# Given text

◇ ◇ ◇ ◇

September 2014 - Public-Private Partnerships: New Solution for First-Class Infrastructure?
September 2, 2014
"For too long, Congress has shied away from taking serious action to update our country’s aging infrastructure."
U.S. Senator Chris Murphy (CT)
Utilizing the backdrop of the recently closed I-495 bridge at the Port of Wilmington, Delaware, President Barack Obama, on July 17, 2014, announced a new federal public-private initiative to advance long-delayed transportation projects. The Build America Investment Initiative seeks to encourage collaboration between state and local governments and the private sector using federal credit programs and innovative financing strategies.
A memorandum sent by the President to all federal agencies mandates the development of recommendations for the White House “to promote awareness and understanding of innovative financing at the state, local, tribal and territorial levels of government …. and to increase effective public-private collaboration in infrastructure development.”
After months of legislative wrangling, the U.S. House and Senate approved a short-term fix to shore up the federal Highway Trust Fund in late July, the fifth such patch in seven years. The measure transfers revenues totaling $10.8 billion into the fund to keep the $53 billion Trust Fund solvent through the end of May 2015. Without the prospect of a developing consensus on a long-term financial fix for this fund, Obama called for executive action to promote and stimulate alternative approaches to finance critical transportation infrastructure needs.
The Presidential Memorandum
Announcing that “First-class infrastructure attracts investment and first-class jobs,” the President directed all federal departments and agencies to facilitate greater public-private partnerships to “develop, improve and maintain infrastructure across the country” where appropriate. In his Presidential Memorandum, Obama directed a series of actions to:
• Encourage “awareness and understanding” among state, local, tribal and territorial governments of public-private partnership opportunities for infrastructure development and improvement;
• Establish a Center of Innovative Transportation Finance in the federal Department of Transportation (DOT) to support innovative approaches to finance transportation infrastructure projects;
• Develop a federal website housed at DOT to serve as a “single point of access” for parties seeking information or assistance with the “Build America Investment Initiative;”

◇ ◇ ◇ ◇

# Collected material
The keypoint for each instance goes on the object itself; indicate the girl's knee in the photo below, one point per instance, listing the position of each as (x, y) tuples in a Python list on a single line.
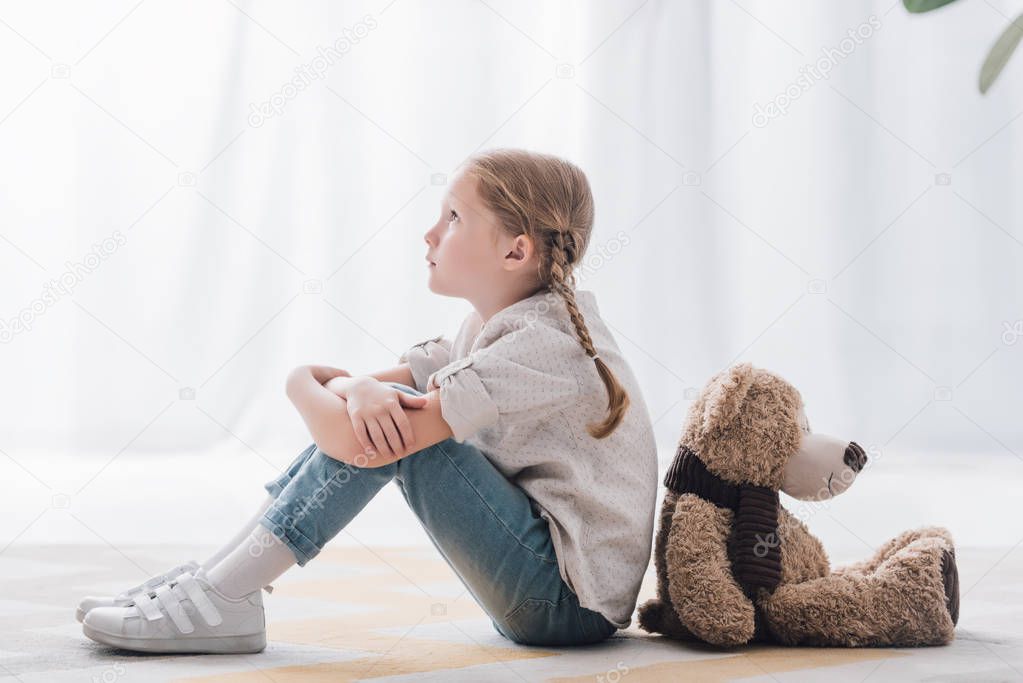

◇ ◇ ◇ ◇

# Short task
In the infrastructure article, how much revenue does the short-term Highway Trust Fund measure transfer into the fund? The data is separate material with no connection to the article.

# Exercise answer
$10.8 billion.